- **Given records**:

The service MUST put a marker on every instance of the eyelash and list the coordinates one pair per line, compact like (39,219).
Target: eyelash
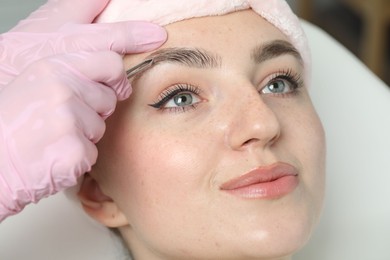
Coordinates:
(170,93)
(293,78)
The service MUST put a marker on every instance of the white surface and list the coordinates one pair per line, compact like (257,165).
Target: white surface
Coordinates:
(355,109)
(11,11)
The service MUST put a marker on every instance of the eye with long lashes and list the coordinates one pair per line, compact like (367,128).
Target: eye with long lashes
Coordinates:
(178,98)
(283,83)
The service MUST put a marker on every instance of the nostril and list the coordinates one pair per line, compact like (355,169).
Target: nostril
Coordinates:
(250,141)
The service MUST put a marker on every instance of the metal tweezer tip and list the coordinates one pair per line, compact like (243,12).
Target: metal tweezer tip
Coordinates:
(138,68)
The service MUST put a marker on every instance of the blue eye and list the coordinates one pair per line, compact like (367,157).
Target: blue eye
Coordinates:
(283,83)
(182,99)
(280,86)
(179,97)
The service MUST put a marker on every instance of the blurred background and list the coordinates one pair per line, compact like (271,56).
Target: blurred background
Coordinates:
(363,26)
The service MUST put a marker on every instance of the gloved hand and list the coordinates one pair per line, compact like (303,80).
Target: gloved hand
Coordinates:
(60,77)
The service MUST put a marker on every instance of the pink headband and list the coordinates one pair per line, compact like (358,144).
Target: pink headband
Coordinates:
(163,12)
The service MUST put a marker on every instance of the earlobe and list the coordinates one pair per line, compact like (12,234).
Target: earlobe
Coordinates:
(99,206)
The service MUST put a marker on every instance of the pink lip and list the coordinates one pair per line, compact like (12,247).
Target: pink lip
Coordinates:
(268,182)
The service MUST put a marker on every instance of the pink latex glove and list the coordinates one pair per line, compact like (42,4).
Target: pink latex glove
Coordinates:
(60,77)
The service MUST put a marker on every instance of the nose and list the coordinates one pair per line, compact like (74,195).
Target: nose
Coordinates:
(253,123)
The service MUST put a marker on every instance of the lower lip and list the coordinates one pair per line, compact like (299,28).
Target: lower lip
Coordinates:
(267,190)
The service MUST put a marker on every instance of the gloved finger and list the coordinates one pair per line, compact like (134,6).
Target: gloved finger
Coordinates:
(121,37)
(78,152)
(55,13)
(78,116)
(104,67)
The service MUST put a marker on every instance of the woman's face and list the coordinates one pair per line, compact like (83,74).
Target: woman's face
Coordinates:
(173,153)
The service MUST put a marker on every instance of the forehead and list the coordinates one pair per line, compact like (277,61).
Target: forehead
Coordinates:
(236,32)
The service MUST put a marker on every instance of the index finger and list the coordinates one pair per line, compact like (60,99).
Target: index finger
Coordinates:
(55,13)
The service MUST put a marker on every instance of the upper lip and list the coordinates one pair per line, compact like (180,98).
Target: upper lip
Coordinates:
(261,174)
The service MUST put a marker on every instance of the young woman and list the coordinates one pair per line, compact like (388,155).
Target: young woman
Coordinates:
(218,153)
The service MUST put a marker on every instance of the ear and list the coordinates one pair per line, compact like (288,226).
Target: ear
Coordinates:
(99,206)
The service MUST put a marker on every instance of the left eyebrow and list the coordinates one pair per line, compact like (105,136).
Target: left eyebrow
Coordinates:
(199,58)
(190,57)
(274,49)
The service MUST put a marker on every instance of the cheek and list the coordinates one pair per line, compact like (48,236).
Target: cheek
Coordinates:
(306,141)
(159,170)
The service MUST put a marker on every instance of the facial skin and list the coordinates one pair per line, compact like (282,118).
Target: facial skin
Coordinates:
(161,169)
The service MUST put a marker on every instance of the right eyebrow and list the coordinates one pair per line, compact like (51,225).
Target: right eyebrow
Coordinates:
(190,57)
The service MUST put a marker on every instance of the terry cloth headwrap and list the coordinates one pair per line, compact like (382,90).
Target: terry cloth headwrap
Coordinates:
(163,12)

- **Set problem**:
Rewrite the material above, replacing "marker" with "dot" everywhere it appears and leaving everything else unchanged. Omit the pictures from your answer.

- **Final answer**:
The service MUST put a dot on every instance of the eyelash and list the coordinates one pair per line, compact like (39,219).
Target: eyelash
Coordinates:
(170,93)
(293,78)
The service MUST put a dot on every instance of the white surface and list the coordinates one pair per line, compact like (257,165).
Target: white surface
Coordinates:
(355,109)
(11,11)
The service MUST put a dot on every instance of the eye with long lashes and list the coordinates one pair per line, compact like (367,128).
Target: eye with long lashes
Coordinates:
(178,98)
(283,83)
The service MUST put a dot on every instance of the nostril and list the coordinates one pair per line, compact like (355,169).
Target: nostril
Coordinates:
(250,141)
The service MUST put a dot on every instance of the metal tweezer tip and list the coordinates one pair per line, compact like (243,12).
Target: metal tweezer tip
Coordinates:
(138,68)
The service MUST put a dot on every instance of the blue eye and list the coordinates one pair per line, compact like (367,157).
Target: blue eye
Coordinates:
(283,83)
(182,99)
(280,86)
(179,97)
The service MUST put a dot on every instance of the blurred background and list the coordinates one pair per line, compact like (271,56).
Target: blurred background
Coordinates:
(363,26)
The service MUST put a dot on every instance of the gloved hand and list the coordinates one pair per line, compact like (303,80).
Target: gloved hand
Coordinates:
(60,77)
The service MUST put a dot on every instance of the pink headband and list the coordinates one pair per line, compact like (358,144).
Target: pink headband
Coordinates:
(163,12)
The service MUST put a dot on every instance of the earlobe and list the coordinates one pair per line, compact like (12,234).
Target: earlobe
Coordinates:
(99,206)
The service MUST put a dot on every instance of the pink lip and list the coordinates one pair per line, compact like (12,247).
Target: pink lip
Coordinates:
(268,182)
The service MUST put a dot on every instance of the pink latex glove and list the coordinates one pair per line, compact like (42,4).
Target: pink latex glove
Coordinates:
(60,77)
The service MUST put a dot on every instance of the nose and list the coordinates one pair per line, compact like (74,195).
Target: nose
Coordinates:
(253,123)
The service MUST put a dot on every instance of the lower lip and list the coordinates one pair per line, compact like (299,28).
Target: lower lip
Coordinates:
(267,190)
The service MUST put a dot on every instance of the gloved finger and list the coordinates one pair per line, compact like (134,6).
Target: gloved finger
Coordinates:
(121,37)
(78,152)
(55,13)
(78,116)
(104,67)
The service MUST put a dot on every instance of the woman's face and list the coordinates one pair per line, compact like (83,74).
Target: woman's face
Coordinates:
(173,153)
The service MUST put a dot on every instance of the forehead and list the coordinates one pair per line, compact like (277,61).
Target: forehead
Coordinates:
(236,32)
The service MUST put a dot on every instance of the index finger and list the coordinates one pair per line, compact like (60,99).
Target: index finger
Coordinates:
(55,13)
The service MUST put a dot on every instance of the upper lip and list the coordinates one pair per line, compact like (180,98).
Target: upper lip
Coordinates:
(261,174)
The service MUST put a dot on every instance of the young woman and list the coordinates one pair per line, compact like (388,155).
Target: young woman
Coordinates:
(218,153)
The service MUST put a dot on every instance of the ear and list the coordinates one pair per line, compact like (288,226).
Target: ear
Coordinates:
(99,206)
The service MUST put a dot on every instance of the left eyebrow and list the coordinates one pair per line, compact like (105,136).
Target: left eyebrow
Coordinates:
(199,58)
(190,57)
(274,49)
The service MUST put a dot on every instance of the cheek and list the coordinates one pair per line, compact like (48,236).
Target: cheek
Coordinates:
(306,141)
(159,170)
The service MUST put a dot on every instance of the facial skin and list the coordinates one pair per line, compact like (282,118).
Target: facial skin
Coordinates:
(161,169)
The service MUST put a dot on every instance of the right eyebrow and list the coordinates one pair per line, compact like (51,225).
Target: right eyebrow
Coordinates:
(190,57)
The service MUST put a dot on every instance of the terry cloth headwrap and list the coordinates one pair per line, compact like (382,90).
Target: terry cloth headwrap
Coordinates:
(163,12)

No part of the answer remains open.